DIRECTIONS
Write out each line word for word. Drop pictures.

——————————

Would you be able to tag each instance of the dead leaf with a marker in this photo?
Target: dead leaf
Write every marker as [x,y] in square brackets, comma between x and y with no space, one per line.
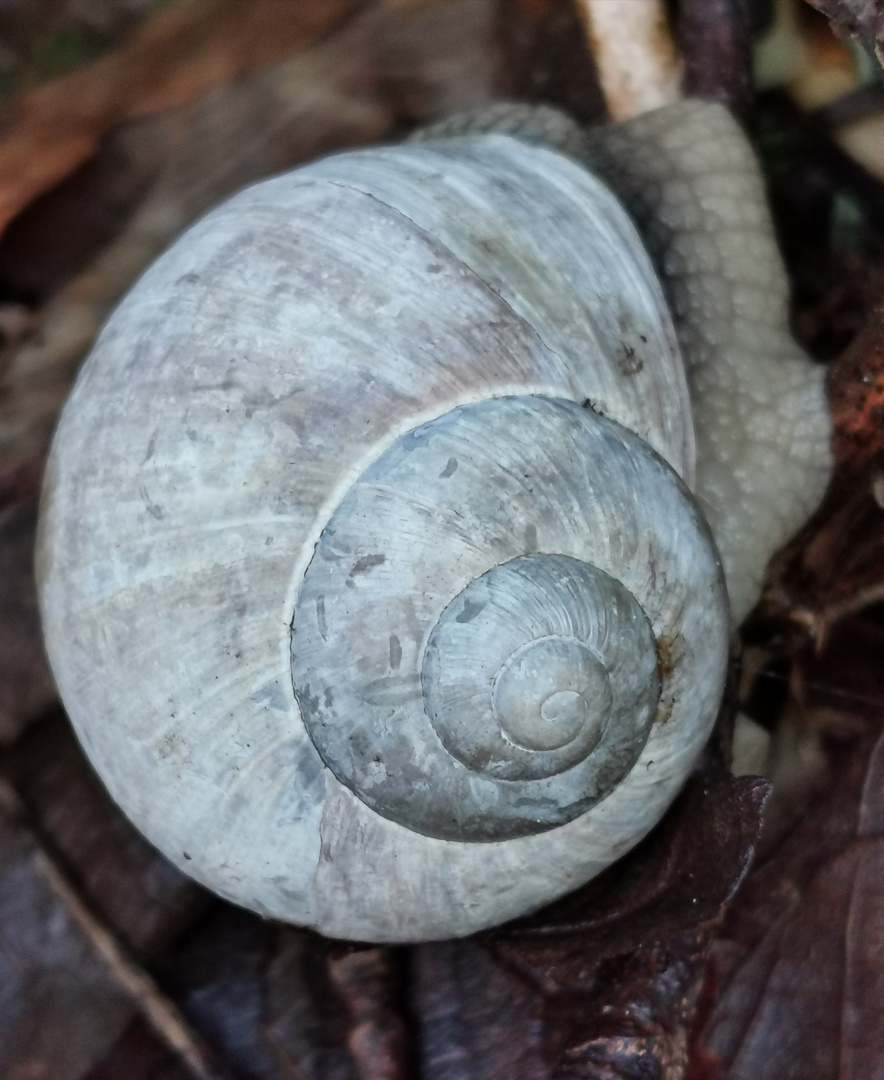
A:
[606,982]
[185,51]
[801,961]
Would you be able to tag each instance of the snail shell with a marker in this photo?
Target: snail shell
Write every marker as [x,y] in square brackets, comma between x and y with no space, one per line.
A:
[370,574]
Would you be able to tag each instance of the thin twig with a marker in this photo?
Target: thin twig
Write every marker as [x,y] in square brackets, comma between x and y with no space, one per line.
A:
[635,54]
[158,1010]
[862,18]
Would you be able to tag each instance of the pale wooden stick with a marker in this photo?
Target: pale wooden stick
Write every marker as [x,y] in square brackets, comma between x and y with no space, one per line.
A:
[635,54]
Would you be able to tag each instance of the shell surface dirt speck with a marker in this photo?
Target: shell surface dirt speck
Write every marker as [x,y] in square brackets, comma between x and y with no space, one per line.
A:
[354,605]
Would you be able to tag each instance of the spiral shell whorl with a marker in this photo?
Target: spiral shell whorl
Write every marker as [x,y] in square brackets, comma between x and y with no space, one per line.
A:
[243,635]
[519,680]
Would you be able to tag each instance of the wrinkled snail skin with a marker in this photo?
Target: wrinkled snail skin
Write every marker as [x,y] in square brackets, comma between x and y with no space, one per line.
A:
[689,178]
[366,619]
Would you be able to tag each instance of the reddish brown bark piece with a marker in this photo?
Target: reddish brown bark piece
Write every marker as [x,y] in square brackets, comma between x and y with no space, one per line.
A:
[857,395]
[46,962]
[801,963]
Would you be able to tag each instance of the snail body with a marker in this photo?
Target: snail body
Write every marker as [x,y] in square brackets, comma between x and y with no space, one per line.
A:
[370,572]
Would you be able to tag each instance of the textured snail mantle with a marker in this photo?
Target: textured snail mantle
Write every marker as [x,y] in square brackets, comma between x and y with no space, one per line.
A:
[370,571]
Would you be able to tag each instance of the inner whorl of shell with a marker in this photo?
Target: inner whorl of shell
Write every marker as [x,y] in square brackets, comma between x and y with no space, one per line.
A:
[514,687]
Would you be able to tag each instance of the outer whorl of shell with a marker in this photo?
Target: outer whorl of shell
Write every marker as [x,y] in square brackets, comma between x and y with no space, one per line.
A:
[356,609]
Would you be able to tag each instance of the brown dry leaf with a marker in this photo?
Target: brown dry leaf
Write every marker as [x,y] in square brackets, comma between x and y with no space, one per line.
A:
[390,66]
[801,961]
[185,51]
[46,962]
[604,983]
[835,565]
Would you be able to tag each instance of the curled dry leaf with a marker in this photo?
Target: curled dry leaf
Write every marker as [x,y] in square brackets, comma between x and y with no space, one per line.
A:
[801,961]
[603,984]
[861,17]
[181,53]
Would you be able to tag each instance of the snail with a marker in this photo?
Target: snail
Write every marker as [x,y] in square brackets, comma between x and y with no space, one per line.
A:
[380,575]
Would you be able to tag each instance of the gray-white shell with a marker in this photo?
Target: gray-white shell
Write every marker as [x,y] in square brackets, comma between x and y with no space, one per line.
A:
[370,574]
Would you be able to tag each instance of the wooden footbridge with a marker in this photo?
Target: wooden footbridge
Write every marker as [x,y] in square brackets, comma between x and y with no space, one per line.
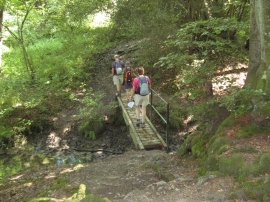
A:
[143,138]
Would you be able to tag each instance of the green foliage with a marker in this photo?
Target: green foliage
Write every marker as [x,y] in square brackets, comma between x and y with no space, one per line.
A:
[248,131]
[264,166]
[91,120]
[218,145]
[13,166]
[242,100]
[200,47]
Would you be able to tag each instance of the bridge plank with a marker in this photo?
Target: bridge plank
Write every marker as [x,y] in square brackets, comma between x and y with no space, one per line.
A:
[143,138]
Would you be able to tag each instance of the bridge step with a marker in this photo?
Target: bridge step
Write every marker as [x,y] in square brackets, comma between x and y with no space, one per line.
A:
[143,138]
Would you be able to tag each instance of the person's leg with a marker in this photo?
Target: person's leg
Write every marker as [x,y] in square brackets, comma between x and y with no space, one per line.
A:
[143,114]
[116,83]
[120,82]
[137,109]
[145,102]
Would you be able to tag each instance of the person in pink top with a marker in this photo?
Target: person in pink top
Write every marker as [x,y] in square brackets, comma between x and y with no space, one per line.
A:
[140,92]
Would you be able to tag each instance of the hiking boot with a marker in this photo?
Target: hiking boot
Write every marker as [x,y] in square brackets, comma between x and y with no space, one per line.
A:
[142,125]
[118,94]
[138,123]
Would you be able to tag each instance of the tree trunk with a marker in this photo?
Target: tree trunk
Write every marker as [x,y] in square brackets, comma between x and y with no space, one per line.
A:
[1,35]
[259,65]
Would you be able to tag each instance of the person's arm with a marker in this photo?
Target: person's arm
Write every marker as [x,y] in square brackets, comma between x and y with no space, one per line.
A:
[133,89]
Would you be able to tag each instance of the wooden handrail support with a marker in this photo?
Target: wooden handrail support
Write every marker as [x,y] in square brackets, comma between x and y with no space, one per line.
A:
[132,129]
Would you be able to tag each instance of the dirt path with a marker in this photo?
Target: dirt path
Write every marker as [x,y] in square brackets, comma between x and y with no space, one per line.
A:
[135,176]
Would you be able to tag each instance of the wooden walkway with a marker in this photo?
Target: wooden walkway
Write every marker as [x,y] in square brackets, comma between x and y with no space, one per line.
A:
[143,138]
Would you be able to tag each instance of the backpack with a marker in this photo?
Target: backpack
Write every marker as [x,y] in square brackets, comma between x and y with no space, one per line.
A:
[129,76]
[144,87]
[118,68]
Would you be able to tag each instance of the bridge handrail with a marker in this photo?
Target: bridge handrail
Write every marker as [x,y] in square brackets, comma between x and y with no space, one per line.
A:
[164,119]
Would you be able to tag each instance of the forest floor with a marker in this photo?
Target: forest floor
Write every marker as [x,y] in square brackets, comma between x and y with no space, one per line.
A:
[112,169]
[135,176]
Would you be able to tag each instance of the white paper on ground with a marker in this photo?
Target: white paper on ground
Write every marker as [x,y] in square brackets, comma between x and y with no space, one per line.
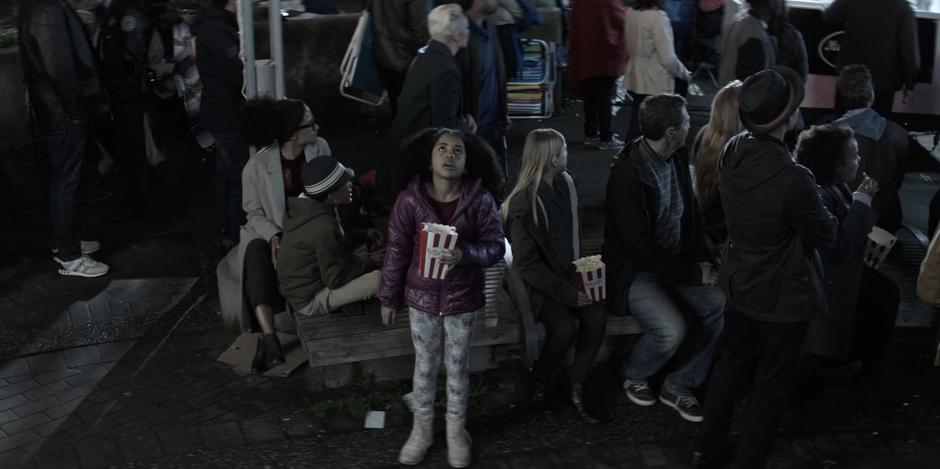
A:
[375,419]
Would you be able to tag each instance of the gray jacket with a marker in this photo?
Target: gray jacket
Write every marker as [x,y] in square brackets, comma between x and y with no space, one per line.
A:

——————————

TASK RESPONSE
Would you be able to tag each instance of the dead leaf with a marker in this photo?
Target: dead leaf
Write every marker as [x,y] in square brackets, comma between x and y with no space, one per line.
A:
[606,982]
[185,51]
[801,961]
Would you be able to tag each instance of the snail shell with a marker in this photo?
Target: snail shell
Write every marker as [x,y] in square brackets, comma between x and y with no space, one per line.
A:
[370,574]
Would you be able to tag each instance of the thin twig with a marker in this photo?
Target: thin twig
Write every marker as [x,y] in square brackets, comma between x and y with no space, one per line.
A:
[635,54]
[158,1010]
[862,18]
Would you be able to tag each instance of the pale wooden stick with a marker in this photo?
Target: pale wooden stick
Write every marker as [x,y] in square brackets, comma between x and y with no space, one per line.
A:
[635,54]
Would you be able to tag each instance of the shell surface dirt speck with a marker in this photo?
Target: shell surface dirt speck
Write every marker as [x,y] in square brackets, comma between x and y with no space, one per line.
A:
[354,605]
Would you be able to tag each instance of the spiral shell whorl with a marker in this photo?
Target: spiral shell whorl
Write every marker as [x,y] in square brackets, comma between x and y with no space, one per line.
A:
[243,635]
[519,680]
Would you be able to tag each instance of the wrinkled snail skin with a marker in this photo?
Target: wrinkled snail skin
Write every marker as [x,y] in square brackets, comma between x and y with no space, one per line.
A:
[689,178]
[366,619]
Would you be able to tag each instance of the reddish brown bark piece with a marker in this photo?
Target: reddish brown bark piece
Write every marker as [x,y] in square brackets, comma between x and y with no space, one per line.
A:
[857,395]
[46,962]
[801,963]
Would you be able to tag each instance of the snail body with a marker in this photo?
Target: snail body
Write every marker as [x,y] in square brackets, comma between x and y with no space, one per line.
A:
[370,572]
Would you be able to tag each instance of the textured snail mantle with a marker in this photo?
Target: textured snail mantle
Write every marker as [x,y] in square brackets, comma between x and y with no space, one per line.
A:
[370,571]
Would you be able to tag each instance of the inner whorl of shell with a marker in this photo?
Target: inner whorl of shell
Write every marker as [x,y] in square brackets, comma between x and y with no space, one per line.
A:
[514,687]
Would you be able to tag each instance of the outer whorl of shell with a marker in this photo?
Target: outer whorl of shell
Write every marker as [x,y] in square brackets, comma between x and y with no space, one per line.
A:
[356,609]
Would you be able to tag each instance of the brown dry leaf with a marker in this photo?
Target: brown dry leaf
Write every marker as [x,y] in square brackets, comma between x and y with no space, one per line.
A:
[390,66]
[801,961]
[185,51]
[46,962]
[604,983]
[835,565]
Would you be able to tag each instance of the curled dry leaf with a marker in this photo?
Target: curled dry leaf
Write every marker as [x,y] in square brackets, comma between x and y with no space, one per line.
A:
[801,961]
[603,984]
[861,17]
[181,53]
Would you be able to tag each instance of the snail with a marker in this photo?
Target: snail
Write every marker as [x,y] in square brackets, comma between x and y with no space, one per line.
A:
[380,575]
Would you be able to tag each instance of the gray-white shell with a marker in this photo?
Target: gray-white shell
Write every marker as [x,y] in square brackets, comma between x and y with no space, one per line.
A:
[370,574]
Would you be able to tag each instance of the wooden footbridge with a marker in this photo?
Target: wooden footbridge
Write every marker as [x,y] in square brackets, comma between x and y with no space, one per line.
A:
[143,138]
Would you be able to tag each instance of the green foliage with a marker in this photo?
Target: green foliage
Write every marker as [x,y] in square brackets, comma between x and y with no space, one per line.
A:
[248,131]
[264,166]
[91,120]
[218,145]
[13,166]
[242,100]
[200,47]
Would you be able to tag each instance of the bridge plank with a marker in this photo?
Target: bridge plank
Write every marker as [x,y] in square brackets, comma between x and y with no space, one per line.
A:
[143,138]
Would you be able to tag each instance of the bridge step with a marker in this photo?
Target: bridge step
Write every marker as [x,y] in square brackets, comma between x and y with no space, one per line.
A:
[143,138]
Would you be able to tag each instance of the person's leg with a marker in this photo?
Target: person's leg
Write every marker as [x,y] in square brackets, comma between x and y with no space, one per line.
A:
[143,114]
[116,83]
[120,82]
[137,109]
[145,102]
Would you be able to tag each instance of the person in pink top with a marker in this photo?
Target: person in pink top
Write every marker as [x,y] in square brackets, comma between x and y with no space, one per line.
A:
[140,92]
Would you be able to tag each instance of the hiking boot with a marker in this photo?
Target: hiking boot
Write every marker as [x,y] in square brackets, comma between x and y with no space, one per line.
A:
[142,125]
[118,94]
[138,123]
Would you be able to tag each instance of the tree trunk with a marker in this photo?
Target: tree trunk
Write every marker as [x,y] in square brackets, comma between x and y with no space, one per line.
A:
[1,35]
[259,65]
Would you be able to tag each instance of the person's arm with a marker in this photo?
Target: person's arm
Write every marker as [x,y] in square brackets, comma between x and y with no space, one per line.
A:
[133,89]
Would you be able to tag each instance of the wooden handrail support with a marker in this photo?
Target: wooden handrail support
Write every marker as [x,y] in square brackets, comma between x and y with no space, one per line.
A:
[132,129]
Would you be able to tag each instance of the dirt path with a marker in this photo?
Target: dirt path
Write every marker as [x,y] in square brackets, comma between x and y with no space, one per line.
A:
[135,176]
Would you be able to tag each instance of the wooden walkway with a marker in this photo?
Target: wooden walkway
Write every marker as [x,y] in square brackets, comma between x and y with no space, one per line.
A:
[143,138]
Would you be able to tag each instance of the backpack with a marker in this photo?
Target: backpack
Write every marker as [x,y] in square brackets, comma between x and y with no space, one per line.
A:
[129,76]
[144,87]
[118,68]
Would you be able to tag each instance of the bridge handrail with a marker in this photo?
Target: bridge handrail
Write every marker as [x,y] in square brackets, comma between x and y with no space, one per line.
A:
[164,119]
Would you be able to tag each instance of the forest floor with a marker in this photo?
Target: forest floor
Write every marker as [x,y] in square brackets, comma between x and y with no space, one per line.
A:
[112,169]
[135,176]
Would you be able to tag each instance of the white paper on ground with a marker in this photo?
Target: white paper on ground
Write every marker as [x,y] in square brackets, comma between x and y with no space, one per line.
A:
[375,419]
Would you be able to tag each instance of the gray jacket with a marker in this photo?
Target: gray jacket
Write every marker as [x,y] in square brackets, comma between x and y with no space, one per line.
A:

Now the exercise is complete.